Action item:
In the entries below, find the line with "sample for one instance: <point>218,618</point>, one" and the line with "point at the dark brown background"; give again those lines and every line between them, exactly.

Start of Records for the exercise

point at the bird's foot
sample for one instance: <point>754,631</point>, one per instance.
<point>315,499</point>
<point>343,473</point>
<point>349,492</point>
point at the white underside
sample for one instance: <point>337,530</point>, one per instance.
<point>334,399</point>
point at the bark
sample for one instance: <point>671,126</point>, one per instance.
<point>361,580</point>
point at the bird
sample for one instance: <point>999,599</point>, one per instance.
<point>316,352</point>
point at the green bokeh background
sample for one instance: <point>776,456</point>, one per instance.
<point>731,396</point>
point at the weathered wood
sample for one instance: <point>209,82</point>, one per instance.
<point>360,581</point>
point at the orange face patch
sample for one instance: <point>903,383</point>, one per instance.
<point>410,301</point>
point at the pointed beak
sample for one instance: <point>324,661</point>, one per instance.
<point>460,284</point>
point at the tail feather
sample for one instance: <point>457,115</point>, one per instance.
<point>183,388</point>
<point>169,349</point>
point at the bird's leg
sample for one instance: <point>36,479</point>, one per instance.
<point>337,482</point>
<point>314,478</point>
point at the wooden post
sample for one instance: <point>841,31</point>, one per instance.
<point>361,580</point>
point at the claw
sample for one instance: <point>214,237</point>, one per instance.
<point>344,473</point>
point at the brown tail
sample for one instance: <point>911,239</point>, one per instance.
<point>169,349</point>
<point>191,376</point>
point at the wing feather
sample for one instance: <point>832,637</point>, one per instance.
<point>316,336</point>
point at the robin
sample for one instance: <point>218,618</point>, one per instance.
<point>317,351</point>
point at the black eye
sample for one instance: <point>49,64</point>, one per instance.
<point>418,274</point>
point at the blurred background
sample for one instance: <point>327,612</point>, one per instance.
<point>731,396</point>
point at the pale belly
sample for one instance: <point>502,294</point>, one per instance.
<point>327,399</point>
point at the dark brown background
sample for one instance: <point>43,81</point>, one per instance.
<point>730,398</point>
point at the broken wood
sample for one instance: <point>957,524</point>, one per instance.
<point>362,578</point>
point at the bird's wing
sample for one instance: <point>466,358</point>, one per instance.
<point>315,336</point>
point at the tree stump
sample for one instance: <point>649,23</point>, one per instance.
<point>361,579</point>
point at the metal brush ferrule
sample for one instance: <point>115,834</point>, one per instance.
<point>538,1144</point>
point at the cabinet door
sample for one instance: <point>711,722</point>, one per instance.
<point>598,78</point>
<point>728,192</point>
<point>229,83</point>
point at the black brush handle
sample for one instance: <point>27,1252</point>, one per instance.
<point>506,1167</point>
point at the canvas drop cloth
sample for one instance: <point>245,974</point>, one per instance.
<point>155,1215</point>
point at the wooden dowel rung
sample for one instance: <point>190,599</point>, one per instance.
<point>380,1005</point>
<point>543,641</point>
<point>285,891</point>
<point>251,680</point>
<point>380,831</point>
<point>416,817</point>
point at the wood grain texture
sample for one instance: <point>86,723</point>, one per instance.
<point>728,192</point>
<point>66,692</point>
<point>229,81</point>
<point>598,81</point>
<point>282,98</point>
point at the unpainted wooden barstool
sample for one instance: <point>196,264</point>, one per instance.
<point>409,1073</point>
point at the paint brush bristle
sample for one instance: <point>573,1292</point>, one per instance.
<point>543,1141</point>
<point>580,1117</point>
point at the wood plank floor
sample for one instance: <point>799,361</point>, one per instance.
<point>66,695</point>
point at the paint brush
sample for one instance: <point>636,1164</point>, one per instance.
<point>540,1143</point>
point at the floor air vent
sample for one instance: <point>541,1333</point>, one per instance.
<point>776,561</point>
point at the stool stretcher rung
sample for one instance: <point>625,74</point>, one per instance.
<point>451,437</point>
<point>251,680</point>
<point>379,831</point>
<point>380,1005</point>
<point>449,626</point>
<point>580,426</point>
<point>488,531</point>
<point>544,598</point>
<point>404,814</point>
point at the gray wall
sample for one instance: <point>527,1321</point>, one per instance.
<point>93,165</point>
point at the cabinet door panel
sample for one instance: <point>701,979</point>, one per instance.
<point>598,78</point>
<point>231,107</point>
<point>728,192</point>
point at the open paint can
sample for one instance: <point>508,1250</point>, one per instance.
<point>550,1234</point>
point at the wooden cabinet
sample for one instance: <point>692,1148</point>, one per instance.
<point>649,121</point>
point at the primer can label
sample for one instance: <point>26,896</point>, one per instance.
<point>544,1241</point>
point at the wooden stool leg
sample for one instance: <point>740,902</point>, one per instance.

End of Records for the exercise

Solved exercise:
sample for one instance: <point>218,618</point>, one per instance.
<point>317,351</point>
point at the black eye
sample for one instance: <point>49,64</point>, one per instance.
<point>418,274</point>
point at the blurred background
sample for one instance: <point>327,612</point>, one per instance.
<point>731,396</point>
point at the pale belly
sample for one instance: <point>502,294</point>, one per instance.
<point>327,399</point>
point at the dark brown background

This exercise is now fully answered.